(REQUIRED TASK): Beginning with the line that holds "Please identify the glass", set down each line of the data below through the very last, exactly as given, and nothing beyond that.
>> Begin
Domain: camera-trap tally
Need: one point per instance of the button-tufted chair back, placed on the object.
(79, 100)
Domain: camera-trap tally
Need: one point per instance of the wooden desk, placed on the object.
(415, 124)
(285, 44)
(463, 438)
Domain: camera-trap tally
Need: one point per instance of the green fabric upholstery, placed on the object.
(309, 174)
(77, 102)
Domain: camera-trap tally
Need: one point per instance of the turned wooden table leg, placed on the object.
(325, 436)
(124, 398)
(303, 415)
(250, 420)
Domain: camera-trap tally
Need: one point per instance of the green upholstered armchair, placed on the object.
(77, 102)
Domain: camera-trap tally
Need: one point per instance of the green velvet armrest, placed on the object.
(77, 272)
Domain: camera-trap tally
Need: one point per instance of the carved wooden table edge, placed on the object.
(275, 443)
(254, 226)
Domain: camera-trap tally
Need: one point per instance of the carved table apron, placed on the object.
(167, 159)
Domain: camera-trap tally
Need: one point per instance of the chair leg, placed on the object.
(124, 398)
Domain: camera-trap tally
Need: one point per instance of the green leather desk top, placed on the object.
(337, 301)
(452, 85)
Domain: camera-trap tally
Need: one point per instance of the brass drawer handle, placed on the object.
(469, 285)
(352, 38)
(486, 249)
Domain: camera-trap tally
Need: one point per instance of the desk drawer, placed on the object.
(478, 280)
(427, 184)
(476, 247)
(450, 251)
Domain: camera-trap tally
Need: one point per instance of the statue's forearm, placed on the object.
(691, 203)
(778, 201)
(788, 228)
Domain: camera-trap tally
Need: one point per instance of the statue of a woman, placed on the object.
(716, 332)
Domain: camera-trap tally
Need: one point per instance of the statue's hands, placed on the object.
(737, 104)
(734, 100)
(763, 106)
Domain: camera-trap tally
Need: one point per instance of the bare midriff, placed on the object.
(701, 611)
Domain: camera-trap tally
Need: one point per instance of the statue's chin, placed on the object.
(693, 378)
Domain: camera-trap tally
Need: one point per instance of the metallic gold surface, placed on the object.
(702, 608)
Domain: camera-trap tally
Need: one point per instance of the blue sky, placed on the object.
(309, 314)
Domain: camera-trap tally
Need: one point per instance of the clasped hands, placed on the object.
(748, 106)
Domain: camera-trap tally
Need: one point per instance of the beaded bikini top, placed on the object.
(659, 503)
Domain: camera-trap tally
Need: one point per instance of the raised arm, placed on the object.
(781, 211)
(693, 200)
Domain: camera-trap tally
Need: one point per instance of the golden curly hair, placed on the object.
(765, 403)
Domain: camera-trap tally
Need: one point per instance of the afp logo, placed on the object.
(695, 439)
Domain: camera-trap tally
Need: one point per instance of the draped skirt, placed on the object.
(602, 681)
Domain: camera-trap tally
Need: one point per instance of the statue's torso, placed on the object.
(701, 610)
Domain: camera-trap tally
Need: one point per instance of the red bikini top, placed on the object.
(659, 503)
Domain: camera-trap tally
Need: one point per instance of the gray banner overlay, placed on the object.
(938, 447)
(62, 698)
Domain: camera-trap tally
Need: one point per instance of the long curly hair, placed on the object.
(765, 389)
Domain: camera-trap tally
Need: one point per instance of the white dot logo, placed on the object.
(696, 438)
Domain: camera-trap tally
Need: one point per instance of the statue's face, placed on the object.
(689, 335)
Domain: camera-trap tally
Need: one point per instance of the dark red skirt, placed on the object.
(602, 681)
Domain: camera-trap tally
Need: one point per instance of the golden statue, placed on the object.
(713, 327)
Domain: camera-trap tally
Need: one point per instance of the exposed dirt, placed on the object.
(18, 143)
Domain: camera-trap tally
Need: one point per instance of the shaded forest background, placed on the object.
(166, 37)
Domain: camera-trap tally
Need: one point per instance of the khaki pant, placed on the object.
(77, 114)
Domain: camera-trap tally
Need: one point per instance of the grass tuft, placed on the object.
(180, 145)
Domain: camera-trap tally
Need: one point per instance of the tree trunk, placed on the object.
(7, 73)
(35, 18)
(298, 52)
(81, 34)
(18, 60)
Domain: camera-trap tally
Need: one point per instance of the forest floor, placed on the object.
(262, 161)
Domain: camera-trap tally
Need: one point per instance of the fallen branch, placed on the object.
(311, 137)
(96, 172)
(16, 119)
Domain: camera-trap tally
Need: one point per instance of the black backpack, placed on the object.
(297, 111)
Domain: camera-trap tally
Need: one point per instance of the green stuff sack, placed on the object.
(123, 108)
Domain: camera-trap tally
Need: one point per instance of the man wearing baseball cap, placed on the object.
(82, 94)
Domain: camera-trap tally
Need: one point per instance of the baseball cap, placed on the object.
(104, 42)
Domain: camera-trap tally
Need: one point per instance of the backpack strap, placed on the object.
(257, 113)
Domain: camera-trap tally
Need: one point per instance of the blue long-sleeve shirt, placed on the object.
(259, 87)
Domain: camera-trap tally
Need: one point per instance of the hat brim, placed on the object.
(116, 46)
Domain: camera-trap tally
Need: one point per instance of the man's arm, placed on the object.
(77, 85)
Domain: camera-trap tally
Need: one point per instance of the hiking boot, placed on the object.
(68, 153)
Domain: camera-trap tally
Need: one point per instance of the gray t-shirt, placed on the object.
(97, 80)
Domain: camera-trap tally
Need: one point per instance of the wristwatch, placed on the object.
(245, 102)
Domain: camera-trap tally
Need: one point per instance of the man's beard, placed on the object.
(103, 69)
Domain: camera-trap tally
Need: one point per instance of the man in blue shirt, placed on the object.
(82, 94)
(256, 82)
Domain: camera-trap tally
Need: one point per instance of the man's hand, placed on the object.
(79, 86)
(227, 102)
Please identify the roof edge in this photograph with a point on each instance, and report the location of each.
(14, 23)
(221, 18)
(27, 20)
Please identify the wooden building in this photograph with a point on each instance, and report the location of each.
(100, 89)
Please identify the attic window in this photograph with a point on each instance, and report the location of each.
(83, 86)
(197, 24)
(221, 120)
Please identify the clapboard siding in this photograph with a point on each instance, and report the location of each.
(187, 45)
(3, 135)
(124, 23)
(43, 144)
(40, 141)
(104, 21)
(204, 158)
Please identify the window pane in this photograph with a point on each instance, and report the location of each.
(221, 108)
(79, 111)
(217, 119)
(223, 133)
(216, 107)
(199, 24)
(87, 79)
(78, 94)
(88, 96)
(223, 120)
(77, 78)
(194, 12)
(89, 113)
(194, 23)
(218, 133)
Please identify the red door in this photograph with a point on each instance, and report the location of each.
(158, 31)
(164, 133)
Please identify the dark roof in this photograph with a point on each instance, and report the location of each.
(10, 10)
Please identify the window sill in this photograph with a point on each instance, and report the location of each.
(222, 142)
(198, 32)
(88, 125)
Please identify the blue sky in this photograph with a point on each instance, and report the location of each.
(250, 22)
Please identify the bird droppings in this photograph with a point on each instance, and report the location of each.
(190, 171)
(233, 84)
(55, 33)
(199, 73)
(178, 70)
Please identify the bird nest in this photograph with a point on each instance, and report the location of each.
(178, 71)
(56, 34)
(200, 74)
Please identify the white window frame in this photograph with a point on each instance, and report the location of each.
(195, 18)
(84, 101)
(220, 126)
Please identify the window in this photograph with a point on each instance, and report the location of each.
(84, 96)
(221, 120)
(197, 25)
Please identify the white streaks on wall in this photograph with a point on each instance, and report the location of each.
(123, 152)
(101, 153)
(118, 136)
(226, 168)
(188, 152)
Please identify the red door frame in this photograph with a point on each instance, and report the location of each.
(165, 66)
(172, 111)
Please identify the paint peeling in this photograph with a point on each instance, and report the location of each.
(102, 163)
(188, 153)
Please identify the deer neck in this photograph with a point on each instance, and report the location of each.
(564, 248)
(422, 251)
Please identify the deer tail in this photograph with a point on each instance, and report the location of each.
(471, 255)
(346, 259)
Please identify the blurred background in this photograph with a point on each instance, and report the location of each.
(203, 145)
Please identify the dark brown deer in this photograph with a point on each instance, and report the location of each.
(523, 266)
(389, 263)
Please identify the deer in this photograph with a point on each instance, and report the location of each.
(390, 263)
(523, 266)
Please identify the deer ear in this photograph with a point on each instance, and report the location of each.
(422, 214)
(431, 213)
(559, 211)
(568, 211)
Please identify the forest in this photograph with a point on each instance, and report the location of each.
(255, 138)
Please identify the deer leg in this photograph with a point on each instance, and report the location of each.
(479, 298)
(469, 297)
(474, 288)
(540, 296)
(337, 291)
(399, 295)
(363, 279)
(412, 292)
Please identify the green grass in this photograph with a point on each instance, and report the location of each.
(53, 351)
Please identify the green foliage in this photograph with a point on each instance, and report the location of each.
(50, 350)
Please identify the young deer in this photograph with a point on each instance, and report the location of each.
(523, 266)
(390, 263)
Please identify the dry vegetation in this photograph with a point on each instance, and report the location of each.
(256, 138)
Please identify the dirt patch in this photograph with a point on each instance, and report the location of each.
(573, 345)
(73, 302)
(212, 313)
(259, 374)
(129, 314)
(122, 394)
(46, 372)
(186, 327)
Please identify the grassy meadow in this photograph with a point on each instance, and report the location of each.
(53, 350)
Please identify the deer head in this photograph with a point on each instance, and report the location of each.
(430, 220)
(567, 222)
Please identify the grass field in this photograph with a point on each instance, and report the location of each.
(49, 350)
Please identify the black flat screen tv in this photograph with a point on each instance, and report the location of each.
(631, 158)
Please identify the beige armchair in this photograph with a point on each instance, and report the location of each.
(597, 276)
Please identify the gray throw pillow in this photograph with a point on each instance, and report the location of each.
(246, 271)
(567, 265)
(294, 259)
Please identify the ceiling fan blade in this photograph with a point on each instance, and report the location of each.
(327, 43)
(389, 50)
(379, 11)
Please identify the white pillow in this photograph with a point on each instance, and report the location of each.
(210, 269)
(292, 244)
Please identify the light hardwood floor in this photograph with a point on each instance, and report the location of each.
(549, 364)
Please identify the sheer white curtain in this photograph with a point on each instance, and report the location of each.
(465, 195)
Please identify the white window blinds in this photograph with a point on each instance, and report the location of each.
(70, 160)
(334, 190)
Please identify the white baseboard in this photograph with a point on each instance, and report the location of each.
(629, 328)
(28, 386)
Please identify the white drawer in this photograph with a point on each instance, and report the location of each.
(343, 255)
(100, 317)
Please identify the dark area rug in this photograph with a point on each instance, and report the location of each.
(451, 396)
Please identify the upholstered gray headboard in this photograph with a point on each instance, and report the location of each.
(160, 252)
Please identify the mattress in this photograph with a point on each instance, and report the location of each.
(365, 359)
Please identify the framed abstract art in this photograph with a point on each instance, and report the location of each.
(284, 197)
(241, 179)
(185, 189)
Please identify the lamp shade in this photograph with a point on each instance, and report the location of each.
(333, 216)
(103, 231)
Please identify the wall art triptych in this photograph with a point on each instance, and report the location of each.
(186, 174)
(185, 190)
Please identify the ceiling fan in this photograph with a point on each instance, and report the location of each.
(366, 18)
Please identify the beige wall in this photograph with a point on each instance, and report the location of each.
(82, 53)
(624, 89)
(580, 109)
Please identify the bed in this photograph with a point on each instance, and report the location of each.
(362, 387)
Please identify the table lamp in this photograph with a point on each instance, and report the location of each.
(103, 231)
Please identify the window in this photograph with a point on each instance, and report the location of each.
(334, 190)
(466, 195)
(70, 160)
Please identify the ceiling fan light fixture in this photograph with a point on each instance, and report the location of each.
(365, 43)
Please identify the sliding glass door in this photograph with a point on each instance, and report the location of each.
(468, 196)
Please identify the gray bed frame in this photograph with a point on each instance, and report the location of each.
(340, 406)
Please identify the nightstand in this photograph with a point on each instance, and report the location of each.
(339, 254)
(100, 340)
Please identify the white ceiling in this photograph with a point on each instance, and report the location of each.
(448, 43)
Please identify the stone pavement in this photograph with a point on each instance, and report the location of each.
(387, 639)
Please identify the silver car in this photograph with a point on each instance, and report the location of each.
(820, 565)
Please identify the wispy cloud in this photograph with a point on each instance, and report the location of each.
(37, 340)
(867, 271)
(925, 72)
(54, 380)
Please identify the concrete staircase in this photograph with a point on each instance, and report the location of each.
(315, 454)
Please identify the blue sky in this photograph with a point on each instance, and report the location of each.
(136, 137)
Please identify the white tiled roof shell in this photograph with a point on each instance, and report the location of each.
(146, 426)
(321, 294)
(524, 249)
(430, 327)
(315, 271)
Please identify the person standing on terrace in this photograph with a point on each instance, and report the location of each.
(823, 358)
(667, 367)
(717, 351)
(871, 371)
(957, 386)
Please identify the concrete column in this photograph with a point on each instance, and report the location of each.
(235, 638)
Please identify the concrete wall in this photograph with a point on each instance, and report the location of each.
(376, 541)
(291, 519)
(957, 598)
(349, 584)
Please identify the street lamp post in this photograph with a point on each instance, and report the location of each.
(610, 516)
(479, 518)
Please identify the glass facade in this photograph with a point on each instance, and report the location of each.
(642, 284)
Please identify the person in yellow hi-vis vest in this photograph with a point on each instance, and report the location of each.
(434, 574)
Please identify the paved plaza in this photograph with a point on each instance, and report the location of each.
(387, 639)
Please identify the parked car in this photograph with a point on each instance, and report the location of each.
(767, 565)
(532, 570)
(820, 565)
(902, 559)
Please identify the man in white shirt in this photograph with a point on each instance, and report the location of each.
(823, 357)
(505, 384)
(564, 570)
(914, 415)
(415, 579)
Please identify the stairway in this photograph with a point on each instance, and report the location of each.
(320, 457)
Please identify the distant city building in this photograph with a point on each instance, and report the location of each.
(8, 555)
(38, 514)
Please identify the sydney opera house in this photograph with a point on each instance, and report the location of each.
>> End
(OUTPUT OF THE EXERCISE):
Please identify the glass facade in this photograph with a point on each instance, and report the location of each.
(642, 284)
Please identify the person in yellow hi-vis vest in this photograph with a point on each instance, and report the location of each.
(434, 574)
Please identify the paved plaza in this photograph with a point on each instance, and report the location of each.
(387, 639)
Please identify the parked car in this photograph with a point on each instance, and report the location of each.
(767, 565)
(532, 570)
(820, 565)
(902, 559)
Please identify the man in white shirt in this photograph with a point on each instance, and report the location of each.
(823, 357)
(505, 384)
(564, 570)
(914, 415)
(415, 579)
Please identify the stairway in this photograph with a point on each instance, and report the location of each.
(320, 457)
Please identify the distant city building in this photograph with a point on each instance, and report the location of each.
(8, 555)
(38, 514)
Please identify the sydney opera house in this photograph with a point on each instance, and report the location of each.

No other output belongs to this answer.